◆ WHAT THIS TASK INVOLVES ◆
Each entry must appear again exactly as it does in the source.

※ ※ ※

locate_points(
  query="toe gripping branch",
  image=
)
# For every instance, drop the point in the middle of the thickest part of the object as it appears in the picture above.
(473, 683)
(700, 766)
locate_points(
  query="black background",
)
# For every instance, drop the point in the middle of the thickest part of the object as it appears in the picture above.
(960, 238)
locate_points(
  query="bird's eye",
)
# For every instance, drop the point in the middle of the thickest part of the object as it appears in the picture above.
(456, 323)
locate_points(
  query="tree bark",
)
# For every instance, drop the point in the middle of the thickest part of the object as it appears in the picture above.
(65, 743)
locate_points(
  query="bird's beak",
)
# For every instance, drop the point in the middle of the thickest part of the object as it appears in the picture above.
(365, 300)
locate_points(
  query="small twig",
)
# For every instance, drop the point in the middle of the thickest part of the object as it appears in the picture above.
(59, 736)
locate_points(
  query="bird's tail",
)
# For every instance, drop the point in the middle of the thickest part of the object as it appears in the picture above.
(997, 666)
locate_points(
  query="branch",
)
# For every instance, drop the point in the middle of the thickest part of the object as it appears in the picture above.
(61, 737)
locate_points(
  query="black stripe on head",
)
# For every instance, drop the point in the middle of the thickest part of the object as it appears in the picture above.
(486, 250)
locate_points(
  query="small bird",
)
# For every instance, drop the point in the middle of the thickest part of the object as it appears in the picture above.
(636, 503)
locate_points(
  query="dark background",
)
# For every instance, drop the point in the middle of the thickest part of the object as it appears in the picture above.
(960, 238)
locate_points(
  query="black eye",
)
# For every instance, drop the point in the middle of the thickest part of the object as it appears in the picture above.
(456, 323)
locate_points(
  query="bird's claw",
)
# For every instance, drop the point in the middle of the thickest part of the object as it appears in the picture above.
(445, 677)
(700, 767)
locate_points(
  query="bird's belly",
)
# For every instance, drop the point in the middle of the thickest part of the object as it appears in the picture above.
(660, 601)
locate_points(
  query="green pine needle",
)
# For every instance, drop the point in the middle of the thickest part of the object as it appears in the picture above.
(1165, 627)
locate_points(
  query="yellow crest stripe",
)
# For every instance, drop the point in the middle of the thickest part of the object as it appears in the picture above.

※ ※ ※

◆ SOLUTION FOR THIS TASK ◆
locate_points(
  query="toe gripping branch",
  image=
)
# For every instance, drop the point in the middle of the thickest part of the object as it appears in the picture above.
(473, 683)
(700, 766)
locate_points(
  query="black background",
)
# For every instance, drop the point in the middle of the thickest part of the object as it appears in the picture above.
(960, 238)
locate_points(
  query="bird's eye",
)
# For every instance, drop the point in the middle of the thickest part of the object as it appears in the picture above.
(456, 323)
locate_points(
  query="tree bark",
)
# For every instance, drop the point in the middle of the thickest part of the object as it appears in the picture above.
(65, 743)
locate_points(
  query="bird's beak",
)
# For every instance, drop the point in the middle of the thickest part of the object as it appears in the picture above.
(365, 300)
locate_points(
  query="small twig",
)
# For every instance, drop the point in the middle of the thickest part of the object as it appears in the picture above.
(59, 736)
locate_points(
  query="bird's tail",
)
# For every instance, drop the point in the middle of the thickest part of the object as it appears in the picture above.
(997, 666)
locate_points(
  query="branch",
)
# For every instance, drop the point in the middle of the thickest part of the object as it appears in the picture above.
(61, 737)
locate_points(
  query="black stripe on head",
)
# For every instance, drop the point in the middle of the thickest part of the object as it appears in the picture above.
(486, 250)
locate_points(
  query="small bird",
)
# For every instance, drop the point in the middle of the thickest part of the object as it appears in the picture above.
(636, 503)
locate_points(
  query="dark background",
)
# For every instance, drop the point in the middle of the thickest part of the object as it appears in the picture above.
(960, 238)
locate_points(
  query="black eye",
)
# For every instance, drop the point in the middle of the thickest part of the object as it appears in the picture above.
(456, 323)
locate_points(
  query="bird's claw",
)
# For every instance, drop the point in the middle of the thickest part of the object as it appears in the picture above.
(445, 677)
(700, 767)
locate_points(
  query="bird's belly",
)
# For every instance, drop the point in the middle of the thickest part of the object as it appears in the picture above.
(660, 601)
locate_points(
  query="green pine needle",
)
# For every instance, drop the point in the middle of the thickest part of the object as it appears in the picture above.
(1165, 627)
locate_points(
  query="yellow crest stripe",
)
# For every instance, drop the point in the middle of the thickest part of the object as it appears in the picture above.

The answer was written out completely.